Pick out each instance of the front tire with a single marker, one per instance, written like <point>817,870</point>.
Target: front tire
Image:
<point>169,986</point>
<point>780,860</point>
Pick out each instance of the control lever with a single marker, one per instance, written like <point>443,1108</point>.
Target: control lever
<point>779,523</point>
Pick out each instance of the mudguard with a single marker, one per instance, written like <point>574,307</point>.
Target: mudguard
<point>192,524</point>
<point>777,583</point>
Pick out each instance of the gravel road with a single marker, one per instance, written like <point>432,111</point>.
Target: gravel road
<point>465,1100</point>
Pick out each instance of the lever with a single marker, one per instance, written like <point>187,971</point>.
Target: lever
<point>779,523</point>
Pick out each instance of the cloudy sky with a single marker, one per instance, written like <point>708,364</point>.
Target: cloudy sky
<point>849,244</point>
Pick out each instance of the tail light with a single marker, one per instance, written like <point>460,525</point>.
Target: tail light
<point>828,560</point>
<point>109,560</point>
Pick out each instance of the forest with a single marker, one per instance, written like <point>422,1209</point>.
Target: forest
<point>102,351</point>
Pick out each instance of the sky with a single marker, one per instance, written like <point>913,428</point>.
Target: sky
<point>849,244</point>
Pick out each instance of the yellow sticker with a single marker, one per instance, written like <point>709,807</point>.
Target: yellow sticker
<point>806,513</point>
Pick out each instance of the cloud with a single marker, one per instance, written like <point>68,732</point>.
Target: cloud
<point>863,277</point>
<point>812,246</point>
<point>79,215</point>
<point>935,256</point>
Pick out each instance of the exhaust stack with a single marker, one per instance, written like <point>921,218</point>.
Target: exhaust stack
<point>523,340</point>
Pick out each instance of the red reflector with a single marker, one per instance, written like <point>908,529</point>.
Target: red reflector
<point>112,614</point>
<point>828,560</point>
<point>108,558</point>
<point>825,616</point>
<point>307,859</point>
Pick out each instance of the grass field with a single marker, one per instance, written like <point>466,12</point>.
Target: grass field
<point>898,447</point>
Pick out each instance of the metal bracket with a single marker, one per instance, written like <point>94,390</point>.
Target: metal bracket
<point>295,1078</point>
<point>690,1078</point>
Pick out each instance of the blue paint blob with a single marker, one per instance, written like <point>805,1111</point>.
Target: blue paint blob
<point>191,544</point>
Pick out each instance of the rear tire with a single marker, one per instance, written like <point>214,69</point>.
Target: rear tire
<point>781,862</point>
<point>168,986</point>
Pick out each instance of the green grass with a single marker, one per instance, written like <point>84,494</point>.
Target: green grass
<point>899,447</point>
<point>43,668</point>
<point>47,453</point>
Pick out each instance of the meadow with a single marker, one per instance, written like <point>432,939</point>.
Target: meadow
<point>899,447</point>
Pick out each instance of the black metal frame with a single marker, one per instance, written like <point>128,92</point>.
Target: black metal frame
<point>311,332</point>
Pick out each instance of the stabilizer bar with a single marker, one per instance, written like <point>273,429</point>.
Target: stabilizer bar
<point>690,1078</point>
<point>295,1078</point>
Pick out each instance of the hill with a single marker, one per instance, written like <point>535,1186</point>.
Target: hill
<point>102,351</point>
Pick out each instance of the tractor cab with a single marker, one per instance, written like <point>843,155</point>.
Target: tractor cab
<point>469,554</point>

**Exercise requirements**
Set all of the records down again, exactly as they stand.

**Completed task**
Pick out each instance of the front tire with a single marker, one per instance, written like <point>817,870</point>.
Target: front tire
Image:
<point>169,986</point>
<point>780,860</point>
Pick out each instance of the control lever with a single marker, one per instance, written like <point>443,1108</point>.
Target: control lever
<point>779,523</point>
Pick out each instance of the mudguard with a single marker, one per instance, written like <point>574,307</point>.
Target: mudguard
<point>192,524</point>
<point>777,583</point>
Pick out each instance of the gravel road with a single marker, one per instance, written like <point>432,111</point>.
Target: gravel road
<point>465,1100</point>
Pick out each instance of the lever with a single marker, one per instance, written like <point>187,971</point>.
Target: lever
<point>779,523</point>
Pick out each instance of the cloudy sky with a single marker, one per instance, written like <point>708,364</point>.
Target: cloudy sky
<point>849,244</point>
Pick out each instance of the tail light with a single marker, one per instance, written like <point>460,525</point>.
Target: tail light
<point>828,560</point>
<point>109,560</point>
Pick out each instance of the forest with a single marker, one per instance, written like <point>422,1209</point>.
Target: forest
<point>102,351</point>
Pick out each instance of the sky with a single marker, one per instance, written like <point>913,428</point>.
Target: sky
<point>849,244</point>
Pick out each instance of the yellow sticker with a single marker, one per instance, written like <point>709,807</point>.
Target: yellow sticker
<point>806,513</point>
Pick out each instance of the cloud with a single marker, one per instance, written like <point>68,732</point>.
Target: cloud
<point>863,277</point>
<point>812,246</point>
<point>79,215</point>
<point>935,256</point>
Pick out each instance of the exhaust stack with a single marker, one per instance, written like <point>921,218</point>.
Target: exhaust stack
<point>523,340</point>
Pick out each instance of the red reflector with a single marker, one per instance, written like <point>908,529</point>.
Target: red reflector
<point>112,614</point>
<point>828,560</point>
<point>108,558</point>
<point>825,616</point>
<point>307,859</point>
Pick out each instance of the grass field with a single marker, one per instance, written like <point>466,12</point>.
Target: grass field
<point>898,447</point>
Pick out each instance of the metal bracket with a single marker, one per instance, written like <point>94,390</point>.
Target: metal bracket
<point>295,1078</point>
<point>690,1078</point>
Pick out each instance of the blue paint blob with a single marker, one per instance, written like <point>805,1111</point>.
Target: blue paint blob
<point>191,544</point>
Pick out each instance of the rear tire with a single marker, one per instance, written like <point>214,69</point>.
Target: rear tire
<point>781,862</point>
<point>168,986</point>
Pick out each instance of the green grass with a single marker, one per instance, written like <point>84,494</point>.
Target: green grass
<point>899,447</point>
<point>43,668</point>
<point>47,453</point>
Pick out each instance of the meadow with a single marker, one per instance, written like <point>432,939</point>.
Target: meadow
<point>899,447</point>
Pick out each instance of the black metal frame with a single marker, one per instance, written like <point>128,92</point>.
Target: black metal frame
<point>311,332</point>
Pick out each instance of the stabilizer bar with a single marker, one per instance, written like <point>273,429</point>.
Target: stabilizer bar
<point>690,1078</point>
<point>295,1078</point>
Pick out each instance of the hill with a single marker, one per instance, written like <point>535,1186</point>.
Target: hill
<point>102,351</point>
Pick out each instance of the tractor cab with a single marker, one per instance, written like <point>843,155</point>.
Target: tractor cab
<point>469,554</point>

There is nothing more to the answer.